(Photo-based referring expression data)
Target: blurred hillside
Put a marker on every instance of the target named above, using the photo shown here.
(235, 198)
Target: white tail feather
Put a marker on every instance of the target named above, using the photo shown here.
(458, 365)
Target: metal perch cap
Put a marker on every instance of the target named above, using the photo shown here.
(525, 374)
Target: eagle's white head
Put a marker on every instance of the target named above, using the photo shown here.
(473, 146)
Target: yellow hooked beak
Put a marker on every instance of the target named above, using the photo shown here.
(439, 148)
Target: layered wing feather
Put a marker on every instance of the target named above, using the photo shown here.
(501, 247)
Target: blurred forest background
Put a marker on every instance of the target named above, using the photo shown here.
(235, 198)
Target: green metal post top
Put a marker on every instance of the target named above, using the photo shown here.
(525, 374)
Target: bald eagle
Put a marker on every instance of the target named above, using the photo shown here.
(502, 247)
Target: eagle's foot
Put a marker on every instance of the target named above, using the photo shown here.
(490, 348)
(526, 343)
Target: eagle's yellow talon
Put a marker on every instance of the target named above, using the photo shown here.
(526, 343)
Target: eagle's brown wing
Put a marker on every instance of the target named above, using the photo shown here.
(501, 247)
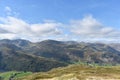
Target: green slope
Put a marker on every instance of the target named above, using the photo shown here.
(13, 74)
(78, 72)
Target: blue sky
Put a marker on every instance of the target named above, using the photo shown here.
(81, 20)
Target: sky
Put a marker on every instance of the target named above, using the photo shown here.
(65, 20)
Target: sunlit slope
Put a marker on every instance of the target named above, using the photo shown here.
(78, 72)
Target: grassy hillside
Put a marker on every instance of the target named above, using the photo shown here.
(13, 74)
(78, 72)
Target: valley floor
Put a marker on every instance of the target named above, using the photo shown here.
(77, 72)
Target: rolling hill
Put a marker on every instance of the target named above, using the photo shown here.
(23, 55)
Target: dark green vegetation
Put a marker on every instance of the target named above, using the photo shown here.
(22, 55)
(78, 72)
(13, 75)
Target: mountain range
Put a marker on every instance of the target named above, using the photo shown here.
(23, 55)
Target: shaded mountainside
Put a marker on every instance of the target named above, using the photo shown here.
(78, 72)
(11, 58)
(45, 55)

WHAT YOU NEED TO DO. Quote the records above exactly, from the first line through the line containing "Target: yellow hooked beak", and nothing more.

ANSWER SECTION.
Target: blurred hillside
Put a marker on every instance of the target named above, using the photo shown here.
(235, 198)
Target: white tail feather
Put a marker on every instance of the target named above, using the photo shown here.
(458, 365)
Target: metal perch cap
Put a marker on every instance of the target named above, using the photo shown here.
(525, 374)
Target: eagle's white head
Put a marker on every instance of the target named above, using the photo shown here.
(473, 146)
Target: yellow hooked beak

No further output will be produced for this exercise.